* Selected excerpt:

════

Table 5. Tools and Frameworks for Android Application Analysis and Vulnerability Detection

6.2 Repositories and Datasets

Datasets and Repositories are useful to perform various ML or conventional vulnerability detection methods. There are several datasets, such as Drebin [16], Google Play [64], AndroZoo [4], AppChina [146], Tencent [148], YingYongBao [140], Contagio [149], Genome/MalGenome [167], VirusShare [152], IntelSecurity/MacAfee [137], MassVet [30], AMD [74], APKPure [145], Android Permission Dataset [35], Andrototal [90], Wandoujia [147], Kaggle [68], CICMaldroid [102], AZ [7], and Github [124], that can be used to perform these experiments.

In Reference [97], an open-source repository of benchmarks called as Ghera was introduced. It captured 25 known vulnerabilities in Android apps. Further, this has also presented some common characteristics of vulnerability benchmarks and repositories. The main reason for this research is to find Android-specific vulnerability benchmarks to evaluate available tools that can help the app developers. It identified that there were neither test suites nor benchmarks to evaluate the vulnerability detection techniques reasonably. Many of them used the regular data and apps available in Google Play. During the retrospection stage, 11 characteristics were identified as vulnerability benchmark characteristics. They were (1) tool and technique agnostic, (2) authentic, (3) feature specific, (4) contextual, (5) ready to use, (6) easy to use, (7) version-specific, (8) well documented, (9) contain both vulnerability and a corresponding exploit, (10) open to the community, and (11) comprehensive. This repository contains information on the Android Framework’s inter-component communication, storage, system, and web vulnerabilities. However, in Ghera, vulnerabilities related to networking, sensors in the Android Framework were not covered. Nevertheless, none of them provided a benchmark dataset specifically for Android source code vulnerability detection. Therefore, it is better to cover more areas while expanding the repositories with more real-world apps.

The work in Reference [49] identified the CVE details [33] as one of the sources for data analysis that provides details on vulnerability statistics on products, versions, and vendors. CVE details were prepared using the National Vulnerability Database (NVD) [103]. Mean impact scores of vulnerabilities and the number of instances were considered when assessing vulnerabilities. A dataset to fix open-source software code vulnerabilities by identifying security-related commits in a given source code was introduced in Reference [114]. This dataset was prepared by manually curating. The study in Reference [98] created a repository named AndroVul, which contains Android security vulnerabilities. It includes high-risk shell command vulnerabilities, security code smells, and dangerous permissions. An Android code vulnerability dataset was proposed in Reference [128], named LVDAndro [129], which contains vulnerable and non-vulnerable source code with their CWE [34] details. The proof-of-concept of this work identified the applicability of the dataset to train ML models to detect Android code vulnerabilities.

════

* Dataset records:
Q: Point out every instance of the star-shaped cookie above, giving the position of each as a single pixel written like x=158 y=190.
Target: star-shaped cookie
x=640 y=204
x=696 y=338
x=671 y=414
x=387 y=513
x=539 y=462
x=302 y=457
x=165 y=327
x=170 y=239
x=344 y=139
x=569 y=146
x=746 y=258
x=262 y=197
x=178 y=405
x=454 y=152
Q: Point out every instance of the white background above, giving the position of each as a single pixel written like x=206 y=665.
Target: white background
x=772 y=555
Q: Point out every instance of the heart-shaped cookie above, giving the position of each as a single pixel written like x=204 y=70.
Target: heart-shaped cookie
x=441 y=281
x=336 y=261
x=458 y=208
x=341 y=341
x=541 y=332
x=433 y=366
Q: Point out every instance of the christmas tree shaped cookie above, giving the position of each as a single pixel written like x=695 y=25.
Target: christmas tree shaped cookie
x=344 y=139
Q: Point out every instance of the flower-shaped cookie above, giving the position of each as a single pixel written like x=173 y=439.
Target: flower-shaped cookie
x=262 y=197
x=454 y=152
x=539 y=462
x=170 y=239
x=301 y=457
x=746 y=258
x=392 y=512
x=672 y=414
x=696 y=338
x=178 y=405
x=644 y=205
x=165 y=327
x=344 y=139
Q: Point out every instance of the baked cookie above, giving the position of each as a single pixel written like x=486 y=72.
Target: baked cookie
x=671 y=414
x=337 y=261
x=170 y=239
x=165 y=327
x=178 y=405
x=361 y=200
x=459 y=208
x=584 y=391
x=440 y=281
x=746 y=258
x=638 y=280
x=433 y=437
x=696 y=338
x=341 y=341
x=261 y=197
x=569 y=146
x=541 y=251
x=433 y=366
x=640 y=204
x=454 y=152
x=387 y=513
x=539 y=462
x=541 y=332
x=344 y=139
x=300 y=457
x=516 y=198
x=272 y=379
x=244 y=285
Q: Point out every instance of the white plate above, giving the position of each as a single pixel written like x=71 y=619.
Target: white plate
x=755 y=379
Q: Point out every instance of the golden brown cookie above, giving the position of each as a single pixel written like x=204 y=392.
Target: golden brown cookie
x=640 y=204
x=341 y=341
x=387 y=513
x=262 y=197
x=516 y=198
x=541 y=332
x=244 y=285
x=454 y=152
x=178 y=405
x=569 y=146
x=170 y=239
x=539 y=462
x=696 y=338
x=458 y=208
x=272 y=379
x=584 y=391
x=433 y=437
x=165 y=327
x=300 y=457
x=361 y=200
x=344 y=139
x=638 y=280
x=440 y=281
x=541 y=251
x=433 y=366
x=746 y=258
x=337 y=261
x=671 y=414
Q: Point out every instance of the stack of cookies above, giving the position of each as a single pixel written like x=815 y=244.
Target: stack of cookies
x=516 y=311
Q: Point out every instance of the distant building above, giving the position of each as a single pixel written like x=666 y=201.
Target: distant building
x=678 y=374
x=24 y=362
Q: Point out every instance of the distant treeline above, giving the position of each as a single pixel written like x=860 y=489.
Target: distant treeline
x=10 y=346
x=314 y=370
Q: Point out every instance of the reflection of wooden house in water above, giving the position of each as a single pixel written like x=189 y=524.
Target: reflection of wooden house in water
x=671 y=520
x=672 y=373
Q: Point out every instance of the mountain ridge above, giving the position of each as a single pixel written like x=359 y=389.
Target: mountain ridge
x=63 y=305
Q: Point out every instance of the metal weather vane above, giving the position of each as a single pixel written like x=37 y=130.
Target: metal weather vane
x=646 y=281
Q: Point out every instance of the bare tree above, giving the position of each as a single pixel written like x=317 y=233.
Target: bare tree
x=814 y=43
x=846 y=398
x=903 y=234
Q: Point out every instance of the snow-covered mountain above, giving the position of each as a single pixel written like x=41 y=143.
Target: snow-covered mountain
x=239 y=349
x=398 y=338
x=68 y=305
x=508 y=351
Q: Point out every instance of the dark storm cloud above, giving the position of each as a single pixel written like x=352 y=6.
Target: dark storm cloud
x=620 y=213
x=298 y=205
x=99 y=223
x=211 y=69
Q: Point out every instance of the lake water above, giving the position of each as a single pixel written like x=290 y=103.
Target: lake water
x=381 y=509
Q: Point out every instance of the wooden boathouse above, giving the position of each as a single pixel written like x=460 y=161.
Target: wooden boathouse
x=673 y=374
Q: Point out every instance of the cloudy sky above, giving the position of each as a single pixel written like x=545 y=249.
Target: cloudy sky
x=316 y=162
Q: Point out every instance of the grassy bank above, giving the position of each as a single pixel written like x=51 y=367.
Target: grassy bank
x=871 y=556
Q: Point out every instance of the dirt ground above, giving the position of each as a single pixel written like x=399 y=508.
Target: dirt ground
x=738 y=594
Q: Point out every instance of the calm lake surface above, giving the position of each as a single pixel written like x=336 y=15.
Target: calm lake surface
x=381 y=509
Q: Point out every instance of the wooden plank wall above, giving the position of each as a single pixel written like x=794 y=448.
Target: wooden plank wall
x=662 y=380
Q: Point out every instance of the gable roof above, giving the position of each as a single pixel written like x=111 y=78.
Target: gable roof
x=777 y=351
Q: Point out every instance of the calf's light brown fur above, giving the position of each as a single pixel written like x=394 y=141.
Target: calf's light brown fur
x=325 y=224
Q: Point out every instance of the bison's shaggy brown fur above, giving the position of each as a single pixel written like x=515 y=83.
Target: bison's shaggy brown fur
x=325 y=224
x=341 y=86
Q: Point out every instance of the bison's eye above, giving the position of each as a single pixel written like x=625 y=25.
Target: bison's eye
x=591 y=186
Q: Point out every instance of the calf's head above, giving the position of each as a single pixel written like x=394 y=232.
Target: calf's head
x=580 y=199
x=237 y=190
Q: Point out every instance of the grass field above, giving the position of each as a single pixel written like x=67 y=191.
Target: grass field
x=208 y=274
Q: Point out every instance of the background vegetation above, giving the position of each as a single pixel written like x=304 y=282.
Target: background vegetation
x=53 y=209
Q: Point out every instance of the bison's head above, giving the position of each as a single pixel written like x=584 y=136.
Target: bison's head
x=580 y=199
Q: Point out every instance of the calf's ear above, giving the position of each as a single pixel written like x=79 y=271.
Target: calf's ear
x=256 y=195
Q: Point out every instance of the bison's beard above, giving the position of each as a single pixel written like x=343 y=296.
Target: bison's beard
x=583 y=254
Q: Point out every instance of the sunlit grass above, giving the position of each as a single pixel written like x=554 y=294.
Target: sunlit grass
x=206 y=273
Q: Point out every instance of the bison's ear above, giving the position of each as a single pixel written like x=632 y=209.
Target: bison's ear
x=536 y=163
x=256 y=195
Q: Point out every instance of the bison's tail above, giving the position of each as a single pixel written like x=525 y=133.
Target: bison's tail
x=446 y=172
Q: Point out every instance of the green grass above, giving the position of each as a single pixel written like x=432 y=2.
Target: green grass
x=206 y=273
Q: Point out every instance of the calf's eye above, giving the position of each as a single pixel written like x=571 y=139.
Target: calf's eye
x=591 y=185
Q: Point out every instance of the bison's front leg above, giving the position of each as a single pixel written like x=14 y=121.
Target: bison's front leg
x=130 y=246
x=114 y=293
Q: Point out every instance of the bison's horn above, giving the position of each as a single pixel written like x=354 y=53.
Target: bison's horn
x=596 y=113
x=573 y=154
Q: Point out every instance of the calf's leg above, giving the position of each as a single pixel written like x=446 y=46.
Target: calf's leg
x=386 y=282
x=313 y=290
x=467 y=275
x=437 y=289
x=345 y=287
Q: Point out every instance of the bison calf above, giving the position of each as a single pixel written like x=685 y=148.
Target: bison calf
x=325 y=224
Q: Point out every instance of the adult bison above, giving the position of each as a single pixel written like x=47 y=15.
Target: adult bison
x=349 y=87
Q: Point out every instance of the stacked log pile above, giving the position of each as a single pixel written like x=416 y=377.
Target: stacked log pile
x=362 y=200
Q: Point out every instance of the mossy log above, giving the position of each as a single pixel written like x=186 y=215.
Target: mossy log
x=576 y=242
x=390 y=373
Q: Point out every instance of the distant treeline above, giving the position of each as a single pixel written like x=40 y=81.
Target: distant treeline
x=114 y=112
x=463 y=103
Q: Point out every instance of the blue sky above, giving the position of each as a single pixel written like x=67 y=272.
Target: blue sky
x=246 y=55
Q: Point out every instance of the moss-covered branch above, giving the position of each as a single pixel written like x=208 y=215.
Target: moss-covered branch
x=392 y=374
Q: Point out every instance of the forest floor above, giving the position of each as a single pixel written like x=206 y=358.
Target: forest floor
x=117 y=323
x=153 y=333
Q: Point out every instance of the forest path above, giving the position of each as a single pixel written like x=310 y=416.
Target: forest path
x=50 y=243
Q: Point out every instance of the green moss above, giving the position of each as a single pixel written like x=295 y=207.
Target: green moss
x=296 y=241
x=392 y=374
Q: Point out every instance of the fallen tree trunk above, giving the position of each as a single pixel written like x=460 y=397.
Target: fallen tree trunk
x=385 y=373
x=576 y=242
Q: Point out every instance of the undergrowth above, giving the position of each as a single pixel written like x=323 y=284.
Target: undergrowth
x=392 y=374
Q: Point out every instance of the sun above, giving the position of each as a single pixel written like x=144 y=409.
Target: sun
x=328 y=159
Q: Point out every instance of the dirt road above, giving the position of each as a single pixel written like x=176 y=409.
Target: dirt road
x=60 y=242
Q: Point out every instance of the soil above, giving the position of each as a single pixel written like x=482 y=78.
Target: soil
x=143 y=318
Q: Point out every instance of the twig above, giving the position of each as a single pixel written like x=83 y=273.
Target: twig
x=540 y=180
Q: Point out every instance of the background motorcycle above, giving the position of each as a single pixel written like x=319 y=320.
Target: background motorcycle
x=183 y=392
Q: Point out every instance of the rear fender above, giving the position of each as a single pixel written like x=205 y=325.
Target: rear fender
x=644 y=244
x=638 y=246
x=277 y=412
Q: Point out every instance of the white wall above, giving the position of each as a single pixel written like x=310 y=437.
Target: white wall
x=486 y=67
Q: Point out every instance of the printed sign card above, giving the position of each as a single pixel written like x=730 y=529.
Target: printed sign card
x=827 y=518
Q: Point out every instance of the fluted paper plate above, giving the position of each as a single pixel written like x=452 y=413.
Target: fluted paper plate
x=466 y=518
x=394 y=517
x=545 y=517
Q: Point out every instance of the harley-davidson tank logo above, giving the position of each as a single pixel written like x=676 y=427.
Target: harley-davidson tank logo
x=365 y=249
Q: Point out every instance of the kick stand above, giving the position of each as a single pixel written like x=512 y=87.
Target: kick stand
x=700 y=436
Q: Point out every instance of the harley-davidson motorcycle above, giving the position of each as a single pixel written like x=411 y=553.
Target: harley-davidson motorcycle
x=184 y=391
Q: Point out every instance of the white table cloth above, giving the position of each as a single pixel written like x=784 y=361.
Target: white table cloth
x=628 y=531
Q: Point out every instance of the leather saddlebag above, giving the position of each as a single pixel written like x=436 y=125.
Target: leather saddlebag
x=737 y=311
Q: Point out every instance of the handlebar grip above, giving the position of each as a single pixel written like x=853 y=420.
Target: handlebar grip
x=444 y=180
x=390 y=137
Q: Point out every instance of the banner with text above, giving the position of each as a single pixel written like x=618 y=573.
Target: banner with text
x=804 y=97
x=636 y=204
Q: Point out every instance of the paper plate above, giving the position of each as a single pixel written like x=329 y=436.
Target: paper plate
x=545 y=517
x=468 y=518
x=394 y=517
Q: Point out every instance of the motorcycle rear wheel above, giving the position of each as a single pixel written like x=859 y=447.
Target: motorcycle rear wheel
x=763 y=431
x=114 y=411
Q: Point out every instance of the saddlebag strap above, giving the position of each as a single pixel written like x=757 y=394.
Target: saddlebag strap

════

* Work task 1: Could you rewrite the part of the excerpt on Android repositories and datasets that opens with the words containing "Table 5. Tools" and closes with "perform these experiments.", changing "Kaggle" to "Kaggle Datasets"?
* Work task 2:
Answer these questions about the excerpt on Android repositories and datasets:
(a) How many known vulnerabilities in Android apps did Ghera capture?
(b) Which database was used to prepare the CVE details?
(c) What three things does AndroVul include?

* Task answer 1:
Table 5. Tools and Frameworks for Android Application Analysis and Vulnerability Detection

6.2 Repositories and Datasets

Datasets and Repositories are useful to perform various ML or conventional vulnerability detection methods. There are several datasets, such as Drebin [16], Google Play [64], AndroZoo [4], AppChina [146], Tencent [148], YingYongBao [140], Contagio [149], Genome/MalGenome [167], VirusShare [152], IntelSecurity/MacAfee [137], MassVet [30], AMD [74], APKPure [145], Android Permission Dataset [35], Andrototal [90], Wandoujia [147], Kaggle Datasets [68], CICMaldroid [102], AZ [7], and Github [124], that can be used to perform these experiments.

* Task answer 2:
(a) 25
(b) The National Vulnerability Database (NVD)
(c) High-risk shell command vulnerabilities, security code smells, and dangerous permissions